Task to complete> Give the entries again exactly as they appear, but without the images.

-.-.-

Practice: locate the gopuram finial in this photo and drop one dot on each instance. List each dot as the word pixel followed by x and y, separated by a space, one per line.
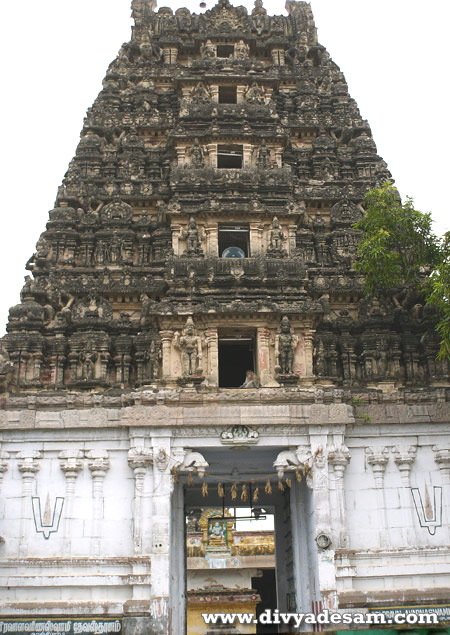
pixel 141 10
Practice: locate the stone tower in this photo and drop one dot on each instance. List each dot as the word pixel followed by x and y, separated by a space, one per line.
pixel 194 292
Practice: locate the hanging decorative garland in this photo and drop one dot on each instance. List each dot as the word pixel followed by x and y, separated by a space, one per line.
pixel 300 474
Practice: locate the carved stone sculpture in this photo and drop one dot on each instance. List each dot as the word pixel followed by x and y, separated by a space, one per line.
pixel 192 238
pixel 196 154
pixel 190 347
pixel 285 344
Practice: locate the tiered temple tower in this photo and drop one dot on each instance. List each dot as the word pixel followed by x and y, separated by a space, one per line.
pixel 193 290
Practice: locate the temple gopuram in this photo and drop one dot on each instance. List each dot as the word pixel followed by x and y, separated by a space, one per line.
pixel 193 349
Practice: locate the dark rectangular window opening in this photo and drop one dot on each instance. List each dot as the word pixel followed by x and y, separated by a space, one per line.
pixel 234 236
pixel 230 157
pixel 225 50
pixel 236 357
pixel 227 94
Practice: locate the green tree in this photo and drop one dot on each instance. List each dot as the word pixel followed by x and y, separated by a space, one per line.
pixel 399 254
pixel 398 246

-.-.-

Problem solution>
Practice: locate the gopuram finial in this photo and drop one dot on each instance. List each dot as the word pixel followed by x and y, separated by a space, one per line.
pixel 141 10
Practice: locate the stone tower in this photo and drop one dot on each instance. List each dot as the word pixel followed by x and y, separated by a space, one per line.
pixel 194 292
Practice: locate the hanging decorative garland in this photo and drop one dot on each instance. List each dot as the word pixel followed by x and y, separated by a space, one per line.
pixel 300 474
Practice: locate the carved stone sculpture in this photo and drop one dot on each instance. List each dot as the word pixel followed by x and y, separated by a space, one per line.
pixel 192 238
pixel 196 154
pixel 190 347
pixel 285 344
Practice: locate the tiered temple tower in this photo and drop one dot on each instance. List each dot as the word pixel followed by x and y, separated by a space, one per line.
pixel 193 290
Practice: locate the temple gopuram in this photo and drop one dot on each instance. List each dot as the word pixel followed by x and y, separated by a space, one per line.
pixel 193 349
Practice: locate the dark rectangular window opening in this photo and drop one dot on each instance. List each dot as the word pixel followed by x and y, separated by a space, one per line.
pixel 234 236
pixel 230 157
pixel 225 50
pixel 236 357
pixel 227 94
Practice: locate the green tree in this photo and drop one dot on each instance. List each dot as the word pixel followed by x and y, separated by a space, one per line.
pixel 399 254
pixel 398 246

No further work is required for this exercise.